Diamond v. General Telephone Co. of Illinois, 2-90-0624

Decision Date03 April 1991
Docket NumberNo. 2-90-0624,2-90-0624
Citation569 N.E.2d 1263,211 Ill.App.3d 37
CourtUnited States Appellate Court of Illinois
Parties, 155 Ill.Dec. 652 Edwin Claire DIAMOND, et al., Plaintiffs-Appellants, v. GENERAL TELEPHONE COMPANY OF ILLINOIS, Defendant-Appellee.

Mark C. Amador (argued), Gallagher & Joslyn, Oakbrook Terrace, for Edwin Claire, Leona Diamond and Rockford Mut. Ins. Co.

David H. Levitt (argued), D. Kendall Griffith, Bruce L. Carmen, Hinshaw, Culbertson, Moelmann, Hoban & Fuller, Chicago, for General Telephone Co.

Justice UNVERZAGT delivered the opinion of the court:

Plaintiffs, Edwin Claire Diamond, Leona Diamond and their insurer, Rockford Mutual Insurance Company (hereinafter collectively referred to as the Diamonds), appeal the dismissal with prejudice of their eight-count complaint against the defendant, General Telephone Company of Illinois, presently known as GTE North, Inc., and hereafter referred to as GTE. (Ill.Rev.Stat.1989, ch. 110, par. 2-615.) The Diamonds contend the court erred in dismissing their complaint in that it stated valid causes of action for implied indemnity, violation of the Illinois Public Utilities Act (Ill.Rev.Stat.1989, ch. 111 2/3, par. 1-101 et seq.) and tortious conduct creating exposure to litigation. They further contend the court erred in dismissing all counts with prejudice without hearing any evidence. We affirm.

Edwin and Leona Diamond owned and farmed a parcel of land in Spring Township of Boone County immediately adjacent to the intersection of Illinois highway I-90 and Garden Prairie Road. GTE sought an easement on this parcel from the Diamonds. Accordingly, a right-of-way permit given in consideration of $1 and signed by the Diamonds on March 22, 1961, gave GTE "the right, privilege, easement and authority to construct, operate, patrol and maintain its communication lines including the necessary underground cables, wires, conduits, splicing boxes, surface terminals, markers and appurtenances upon, over and across the land." Pursuant thereto, GTE placed a telephone pole, supported by a single down guy wire, and other associated telephone equipment on the Diamonds' property.

On the morning of October 11, 1980, Kenneth and Lorelie Smith and two of their children, Karen and Christine, were traveling in their van in a northwesterly direction on I-90 near the intersection of Garden Prairie Road. At the same time, Randy Hatcher, an employee of Signal Delivery Service, Inc., was driving a tractor trailer rig southeasterly on I-90. As the Signal Delivery truck and the Smith van approached each other going in opposite directions, the GTE telephone pole placed on the Diamond property leaned over, presumably as the result of its guy wire failure, and the cable attached thereto which stretched across I-90 to another GTE pole sagged to a height of approximately six to seven feet above the highway. The Signal Delivery truck struck the sagging cable and, after it was pulled taut, the pole placed on the Diamond property broke and was slung across the highway at a high rate of speed. The pole struck the Smith van, killing Kenneth and Lorelie Smith, in the presence and view of their children.

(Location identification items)
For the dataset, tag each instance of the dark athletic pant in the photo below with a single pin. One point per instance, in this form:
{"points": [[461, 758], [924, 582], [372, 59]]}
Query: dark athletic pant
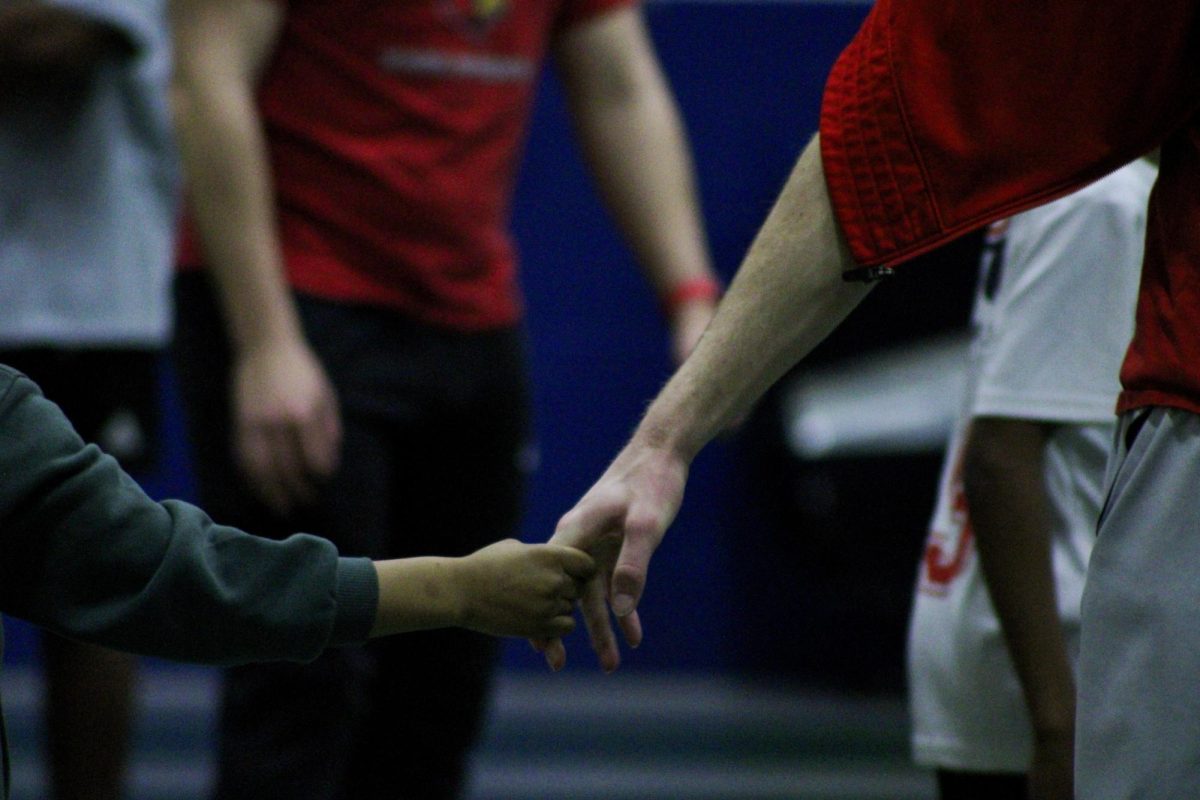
{"points": [[435, 425]]}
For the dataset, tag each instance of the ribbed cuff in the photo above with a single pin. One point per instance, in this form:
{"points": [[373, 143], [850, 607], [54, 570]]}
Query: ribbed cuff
{"points": [[358, 597]]}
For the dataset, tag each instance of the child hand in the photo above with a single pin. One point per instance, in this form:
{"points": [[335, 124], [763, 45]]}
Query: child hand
{"points": [[528, 590]]}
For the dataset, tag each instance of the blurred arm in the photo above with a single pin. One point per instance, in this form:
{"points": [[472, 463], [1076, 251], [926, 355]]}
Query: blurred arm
{"points": [[286, 414]]}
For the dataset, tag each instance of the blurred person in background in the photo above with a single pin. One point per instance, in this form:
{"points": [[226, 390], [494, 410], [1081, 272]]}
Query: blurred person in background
{"points": [[995, 626], [352, 353], [88, 181], [927, 136]]}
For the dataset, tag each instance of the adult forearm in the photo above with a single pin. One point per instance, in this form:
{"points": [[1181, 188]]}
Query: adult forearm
{"points": [[1009, 512], [786, 298]]}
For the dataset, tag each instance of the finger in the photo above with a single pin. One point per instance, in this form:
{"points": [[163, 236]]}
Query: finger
{"points": [[555, 655], [563, 624], [599, 511], [287, 452], [629, 575], [569, 588], [577, 564], [321, 440], [595, 619], [631, 629], [256, 463]]}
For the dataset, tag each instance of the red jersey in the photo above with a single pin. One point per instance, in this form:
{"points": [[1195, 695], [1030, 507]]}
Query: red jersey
{"points": [[394, 132], [943, 115]]}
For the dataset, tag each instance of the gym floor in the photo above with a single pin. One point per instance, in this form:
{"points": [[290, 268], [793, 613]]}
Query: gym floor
{"points": [[574, 735]]}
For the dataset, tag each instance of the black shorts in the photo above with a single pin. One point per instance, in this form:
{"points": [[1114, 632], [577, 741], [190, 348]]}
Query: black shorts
{"points": [[109, 395]]}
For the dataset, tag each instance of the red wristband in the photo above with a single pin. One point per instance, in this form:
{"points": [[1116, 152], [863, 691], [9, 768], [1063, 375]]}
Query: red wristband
{"points": [[685, 292]]}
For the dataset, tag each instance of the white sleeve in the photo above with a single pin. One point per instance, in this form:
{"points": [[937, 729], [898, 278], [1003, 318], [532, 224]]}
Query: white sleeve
{"points": [[1065, 310]]}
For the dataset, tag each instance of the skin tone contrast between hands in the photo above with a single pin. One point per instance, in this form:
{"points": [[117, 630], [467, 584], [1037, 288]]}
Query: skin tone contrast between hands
{"points": [[504, 589], [787, 296]]}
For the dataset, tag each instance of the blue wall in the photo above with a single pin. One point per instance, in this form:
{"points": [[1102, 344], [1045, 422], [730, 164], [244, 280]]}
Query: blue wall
{"points": [[748, 78]]}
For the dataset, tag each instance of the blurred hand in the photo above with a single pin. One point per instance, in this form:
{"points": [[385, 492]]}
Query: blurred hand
{"points": [[287, 427], [621, 522], [514, 589]]}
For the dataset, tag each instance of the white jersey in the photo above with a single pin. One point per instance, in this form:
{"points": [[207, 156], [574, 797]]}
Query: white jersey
{"points": [[1053, 318]]}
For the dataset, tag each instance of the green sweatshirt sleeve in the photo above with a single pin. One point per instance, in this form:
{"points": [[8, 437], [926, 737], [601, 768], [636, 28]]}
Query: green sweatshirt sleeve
{"points": [[85, 553]]}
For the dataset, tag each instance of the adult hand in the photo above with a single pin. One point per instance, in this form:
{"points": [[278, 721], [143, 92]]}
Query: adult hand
{"points": [[287, 429], [621, 522]]}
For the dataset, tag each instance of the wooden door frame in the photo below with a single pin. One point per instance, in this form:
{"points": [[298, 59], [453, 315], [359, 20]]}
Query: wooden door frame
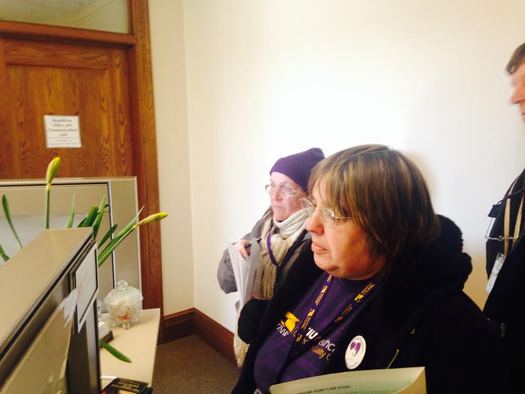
{"points": [[143, 133]]}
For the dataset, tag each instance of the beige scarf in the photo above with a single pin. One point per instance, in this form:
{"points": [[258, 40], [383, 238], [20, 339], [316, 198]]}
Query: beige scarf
{"points": [[284, 237]]}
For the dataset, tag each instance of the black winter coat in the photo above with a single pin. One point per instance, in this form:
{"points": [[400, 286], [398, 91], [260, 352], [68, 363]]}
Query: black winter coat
{"points": [[418, 317], [505, 304]]}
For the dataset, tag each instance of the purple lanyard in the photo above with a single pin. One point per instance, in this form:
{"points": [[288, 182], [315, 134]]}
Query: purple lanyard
{"points": [[301, 340]]}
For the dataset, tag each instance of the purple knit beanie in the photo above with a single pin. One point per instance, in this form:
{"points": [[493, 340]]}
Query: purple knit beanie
{"points": [[298, 166]]}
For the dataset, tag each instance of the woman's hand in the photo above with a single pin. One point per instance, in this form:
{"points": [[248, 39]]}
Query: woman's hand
{"points": [[243, 246]]}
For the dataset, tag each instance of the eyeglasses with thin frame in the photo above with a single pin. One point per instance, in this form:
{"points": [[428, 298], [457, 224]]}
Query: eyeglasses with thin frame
{"points": [[326, 214], [286, 190]]}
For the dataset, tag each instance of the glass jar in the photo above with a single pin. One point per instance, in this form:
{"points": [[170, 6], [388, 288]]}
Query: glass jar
{"points": [[124, 304]]}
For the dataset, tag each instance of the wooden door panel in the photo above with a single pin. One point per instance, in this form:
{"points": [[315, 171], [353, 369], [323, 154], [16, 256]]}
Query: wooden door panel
{"points": [[96, 91]]}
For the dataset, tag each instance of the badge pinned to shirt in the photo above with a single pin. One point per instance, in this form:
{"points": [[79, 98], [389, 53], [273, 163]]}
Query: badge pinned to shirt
{"points": [[355, 352]]}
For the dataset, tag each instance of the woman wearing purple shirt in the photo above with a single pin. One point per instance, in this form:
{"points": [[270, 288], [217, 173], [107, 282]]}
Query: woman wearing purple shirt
{"points": [[382, 287]]}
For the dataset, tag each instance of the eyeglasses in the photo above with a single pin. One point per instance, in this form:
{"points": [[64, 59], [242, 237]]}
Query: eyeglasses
{"points": [[327, 215], [286, 190]]}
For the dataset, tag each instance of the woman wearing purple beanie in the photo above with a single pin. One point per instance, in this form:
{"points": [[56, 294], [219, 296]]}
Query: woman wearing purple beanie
{"points": [[279, 237]]}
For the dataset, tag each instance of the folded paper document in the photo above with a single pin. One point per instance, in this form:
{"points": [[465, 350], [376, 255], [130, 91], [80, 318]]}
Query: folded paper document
{"points": [[377, 381]]}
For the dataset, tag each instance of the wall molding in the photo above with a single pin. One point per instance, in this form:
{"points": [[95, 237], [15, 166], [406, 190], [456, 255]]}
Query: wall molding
{"points": [[194, 322]]}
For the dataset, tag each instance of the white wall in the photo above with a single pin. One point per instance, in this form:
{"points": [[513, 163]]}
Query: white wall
{"points": [[169, 84], [269, 78]]}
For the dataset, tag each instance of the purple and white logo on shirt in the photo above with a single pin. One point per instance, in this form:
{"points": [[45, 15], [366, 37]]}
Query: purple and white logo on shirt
{"points": [[355, 352]]}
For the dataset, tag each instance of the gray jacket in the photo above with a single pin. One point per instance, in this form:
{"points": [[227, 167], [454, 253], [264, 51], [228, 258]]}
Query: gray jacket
{"points": [[225, 275]]}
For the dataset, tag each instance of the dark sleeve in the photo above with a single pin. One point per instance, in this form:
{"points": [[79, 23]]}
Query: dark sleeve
{"points": [[465, 354], [250, 318]]}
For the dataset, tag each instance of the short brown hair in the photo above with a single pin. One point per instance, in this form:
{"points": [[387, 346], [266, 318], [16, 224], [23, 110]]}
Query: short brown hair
{"points": [[384, 192], [516, 60]]}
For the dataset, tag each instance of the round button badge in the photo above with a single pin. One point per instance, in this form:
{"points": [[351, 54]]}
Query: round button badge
{"points": [[355, 352]]}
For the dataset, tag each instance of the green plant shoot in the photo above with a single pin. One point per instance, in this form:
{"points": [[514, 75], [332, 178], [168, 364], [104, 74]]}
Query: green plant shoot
{"points": [[7, 213]]}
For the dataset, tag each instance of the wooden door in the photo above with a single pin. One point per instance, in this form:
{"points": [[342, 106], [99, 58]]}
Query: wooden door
{"points": [[105, 79], [43, 78]]}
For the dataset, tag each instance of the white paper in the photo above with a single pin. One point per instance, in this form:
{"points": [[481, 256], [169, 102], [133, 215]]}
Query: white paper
{"points": [[378, 381], [62, 131], [247, 272]]}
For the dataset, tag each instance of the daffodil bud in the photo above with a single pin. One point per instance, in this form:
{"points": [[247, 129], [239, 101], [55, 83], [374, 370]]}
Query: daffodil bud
{"points": [[52, 170], [152, 218]]}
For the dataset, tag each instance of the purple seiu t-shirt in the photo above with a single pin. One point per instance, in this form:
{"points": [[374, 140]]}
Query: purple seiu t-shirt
{"points": [[307, 360]]}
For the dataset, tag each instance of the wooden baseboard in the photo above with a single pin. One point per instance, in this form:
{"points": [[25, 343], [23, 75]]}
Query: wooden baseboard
{"points": [[192, 321]]}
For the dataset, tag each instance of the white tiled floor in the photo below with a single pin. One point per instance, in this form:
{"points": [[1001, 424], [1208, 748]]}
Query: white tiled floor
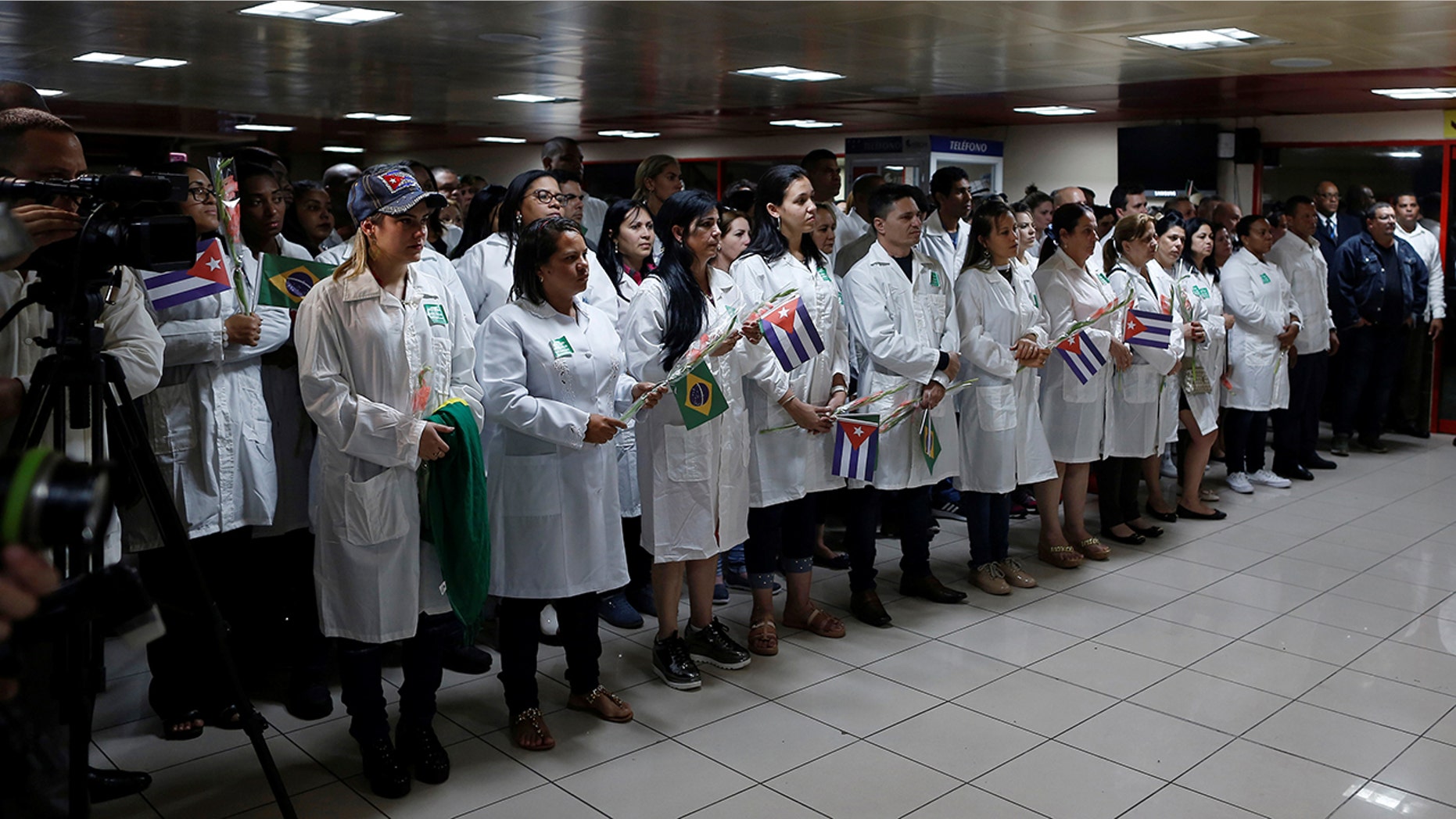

Set of tasks:
1) Answer these questions about the court opinion.
(a) For what sum was the right-of-way permit given?
(b) On what date did the accident on I-90 happen?
(c) Who was driving the tractor trailer rig, and who employed him?
2) Go on with the court opinion on the Diamonds' appeal against GTE, starting right after its last sentence.

Final results:
1)
(a) $1
(b) October 11, 1980
(c) Randy Hatcher, an employee of Signal Delivery Service, Inc.

2)
As a result of the October 11 accident, a multicount complaint was filed in the circuit court of Cook County, Illinois, captioned Morton et al. v. GTE et al., Case No. 81-L-2162 (referred to hereafter as Morton v. GTE or the underlying cause). The complaint alleged specific acts of negligence as to GTE, the Diamonds, and Signal Delivery Service. Pertinent here, it was alleged as to the Diamonds that they carelessly and negligently plowed their land adjacent to the telephone pole and supporting guy wire, that they permitted the plow blade to come in contact with the guy wire and that they severed the guy wire connecting the utility pole to the ground. As to GTE, it was alleged that it carelessly and negligently maintained and controlled the pole, failed to provide guy wires of sufficient number and strength to secure the pole, failed to provide reasonable and adequate warnings of the location of the guy wire to persons likely to be plowing the land in proximity to the guy wire, failed to provide a reasonable or adequate guard or protective device for the guy wire to protect it from being severed or damaged, failed to place its equipment underground, allowed the pole to remain at the location in a rotted condition, failed to conduct reasonable inspections of the pole and associated equipment, and failed to use a pole of sufficient size and strength to withstand the eventuality of its guy wire being severed. It was also alleged that the said pole was situated on the property of the defendants, Edwin C. Diamond and Leona Diamond.

In October 1985 an additional two-count complaint for damages caused to Signal Delivery Service's truck was filed against GTE and the Diamonds by Signal Delivery Service and an affiliate corporation under the caption Leaseway Transport Corp. et al. v. GTE et al., No. 85-LM-3665 in Du Page County.

The Diamonds were informed by their liability insurance carrier, Rockford Mutual Insurance Company, that it would not be liable for any damages in excess of the $300,000 policy limit. In view of their potential exposure to liability far in excess of the policy limit, the Diamonds retained their own personal counsel.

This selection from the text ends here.